Job: Edit the material from the line containing "Where can you see the hiker" through the end of the material, replacing "backpack" with "rucksack" and changing nothing else. Return only those lines.

◆ ◆ ◆ ◆ ◆

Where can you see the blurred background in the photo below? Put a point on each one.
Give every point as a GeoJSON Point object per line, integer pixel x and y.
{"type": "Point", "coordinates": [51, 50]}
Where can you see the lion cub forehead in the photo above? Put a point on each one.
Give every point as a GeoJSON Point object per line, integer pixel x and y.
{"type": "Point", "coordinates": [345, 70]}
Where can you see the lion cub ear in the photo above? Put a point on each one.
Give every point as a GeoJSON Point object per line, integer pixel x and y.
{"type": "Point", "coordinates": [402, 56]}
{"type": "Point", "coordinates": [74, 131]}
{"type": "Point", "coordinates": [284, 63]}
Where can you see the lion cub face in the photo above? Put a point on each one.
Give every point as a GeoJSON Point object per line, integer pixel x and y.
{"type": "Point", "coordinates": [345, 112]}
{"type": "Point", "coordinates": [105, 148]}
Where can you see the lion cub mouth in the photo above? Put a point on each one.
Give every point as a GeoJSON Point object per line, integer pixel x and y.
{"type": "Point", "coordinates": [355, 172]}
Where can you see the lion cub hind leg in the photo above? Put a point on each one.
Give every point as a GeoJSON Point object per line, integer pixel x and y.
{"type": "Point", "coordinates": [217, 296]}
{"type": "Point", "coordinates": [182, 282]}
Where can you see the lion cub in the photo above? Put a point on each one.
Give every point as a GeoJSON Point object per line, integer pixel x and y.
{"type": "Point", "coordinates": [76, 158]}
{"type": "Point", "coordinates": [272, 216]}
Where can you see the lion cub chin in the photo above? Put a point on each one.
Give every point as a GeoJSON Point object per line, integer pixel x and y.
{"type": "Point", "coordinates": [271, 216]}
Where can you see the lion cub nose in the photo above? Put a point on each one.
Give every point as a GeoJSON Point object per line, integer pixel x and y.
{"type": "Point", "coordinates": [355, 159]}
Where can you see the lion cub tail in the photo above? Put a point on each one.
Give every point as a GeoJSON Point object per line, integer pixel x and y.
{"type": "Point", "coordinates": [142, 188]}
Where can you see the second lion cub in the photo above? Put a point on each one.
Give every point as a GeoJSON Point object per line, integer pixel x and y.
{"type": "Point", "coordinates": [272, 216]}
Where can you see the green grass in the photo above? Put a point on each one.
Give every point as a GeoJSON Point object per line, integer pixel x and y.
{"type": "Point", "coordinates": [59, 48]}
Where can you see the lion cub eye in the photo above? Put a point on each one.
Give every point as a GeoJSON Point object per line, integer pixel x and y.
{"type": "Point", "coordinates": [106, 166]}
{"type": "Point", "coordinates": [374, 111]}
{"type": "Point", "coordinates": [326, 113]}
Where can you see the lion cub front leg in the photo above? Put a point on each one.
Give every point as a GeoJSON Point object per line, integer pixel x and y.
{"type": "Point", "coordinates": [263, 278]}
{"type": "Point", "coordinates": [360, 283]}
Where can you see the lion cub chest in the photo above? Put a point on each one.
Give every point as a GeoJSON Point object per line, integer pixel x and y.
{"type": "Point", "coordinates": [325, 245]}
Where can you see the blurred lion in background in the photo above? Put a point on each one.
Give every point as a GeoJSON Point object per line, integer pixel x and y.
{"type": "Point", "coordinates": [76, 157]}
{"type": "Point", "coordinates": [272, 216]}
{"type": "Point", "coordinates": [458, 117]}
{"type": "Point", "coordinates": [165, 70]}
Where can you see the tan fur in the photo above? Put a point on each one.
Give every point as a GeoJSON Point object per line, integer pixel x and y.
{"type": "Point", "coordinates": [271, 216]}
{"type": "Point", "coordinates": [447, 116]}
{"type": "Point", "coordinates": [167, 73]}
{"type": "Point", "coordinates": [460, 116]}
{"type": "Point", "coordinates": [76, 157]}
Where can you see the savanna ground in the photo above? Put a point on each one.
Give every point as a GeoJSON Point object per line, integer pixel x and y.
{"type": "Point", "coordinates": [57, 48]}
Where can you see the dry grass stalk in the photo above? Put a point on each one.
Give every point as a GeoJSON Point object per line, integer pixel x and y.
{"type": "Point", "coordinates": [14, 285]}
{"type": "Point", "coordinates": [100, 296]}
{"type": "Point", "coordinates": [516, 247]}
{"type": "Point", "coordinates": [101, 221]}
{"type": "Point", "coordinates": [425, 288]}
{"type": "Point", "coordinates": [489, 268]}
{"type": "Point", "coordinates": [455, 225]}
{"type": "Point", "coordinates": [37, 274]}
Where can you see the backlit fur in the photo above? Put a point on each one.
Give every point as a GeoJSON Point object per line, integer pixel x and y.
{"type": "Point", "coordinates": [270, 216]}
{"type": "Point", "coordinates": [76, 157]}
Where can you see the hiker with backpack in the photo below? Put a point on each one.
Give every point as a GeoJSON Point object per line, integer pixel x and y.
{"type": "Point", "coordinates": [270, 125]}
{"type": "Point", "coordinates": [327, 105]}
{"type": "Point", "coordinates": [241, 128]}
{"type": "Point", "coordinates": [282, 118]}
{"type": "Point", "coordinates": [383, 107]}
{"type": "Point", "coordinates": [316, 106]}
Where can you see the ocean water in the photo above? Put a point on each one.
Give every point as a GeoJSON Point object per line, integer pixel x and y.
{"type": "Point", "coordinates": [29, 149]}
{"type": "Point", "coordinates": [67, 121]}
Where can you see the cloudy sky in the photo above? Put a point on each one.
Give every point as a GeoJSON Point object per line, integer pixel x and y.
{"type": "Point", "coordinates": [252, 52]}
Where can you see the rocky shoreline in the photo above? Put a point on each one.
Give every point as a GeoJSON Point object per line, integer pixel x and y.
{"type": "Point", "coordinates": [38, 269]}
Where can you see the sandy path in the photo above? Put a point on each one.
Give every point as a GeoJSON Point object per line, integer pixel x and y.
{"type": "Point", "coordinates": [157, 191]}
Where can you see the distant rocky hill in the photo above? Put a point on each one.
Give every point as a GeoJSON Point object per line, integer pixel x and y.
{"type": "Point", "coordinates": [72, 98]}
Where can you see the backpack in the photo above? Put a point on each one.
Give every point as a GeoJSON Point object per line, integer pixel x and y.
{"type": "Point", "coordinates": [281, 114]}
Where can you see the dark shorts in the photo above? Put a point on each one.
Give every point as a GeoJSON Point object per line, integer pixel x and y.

◆ ◆ ◆ ◆ ◆

Output for this task:
Where can you see the hiker with rucksack in the photo below? Put a point on each one.
Give every point as a GeoJSON Point object per line, integer pixel x and y.
{"type": "Point", "coordinates": [270, 125]}
{"type": "Point", "coordinates": [327, 105]}
{"type": "Point", "coordinates": [241, 128]}
{"type": "Point", "coordinates": [282, 118]}
{"type": "Point", "coordinates": [383, 107]}
{"type": "Point", "coordinates": [316, 106]}
Where can you see the ocean water in the photo above? Put a point on each one.
Give every point as a GeoJSON Point object per line, integer pixel x and y.
{"type": "Point", "coordinates": [29, 149]}
{"type": "Point", "coordinates": [67, 121]}
Where can you see the cloudy sky in the photo above? Put a point on each one.
Give every point as a GeoJSON Point object per line, integer pixel x and y.
{"type": "Point", "coordinates": [252, 52]}
Where can you see the rocky shoreline in the photo above? Put a point on each one.
Give every point as a GeoJSON Point object per line, integer pixel x and y.
{"type": "Point", "coordinates": [38, 269]}
Where can you see the sandy path in the photo above? Put a point on each one.
Give every point as a GeoJSON Point object per line, integer pixel x and y.
{"type": "Point", "coordinates": [157, 191]}
Where can you see the distant rocky hill in the photo above? Put a point on each one.
Give every point as a GeoJSON Point object per line, integer pixel x and y.
{"type": "Point", "coordinates": [72, 98]}
Where can you see the rucksack in the photo above? Put a point on each one.
Give every point as a GeoJSON Point object per line, integer pixel x and y.
{"type": "Point", "coordinates": [281, 114]}
Where can you see the dark shorts in the photo above? Put a point on each one.
Give every point as a GeoJSON Point object per line, integer pixel x and y.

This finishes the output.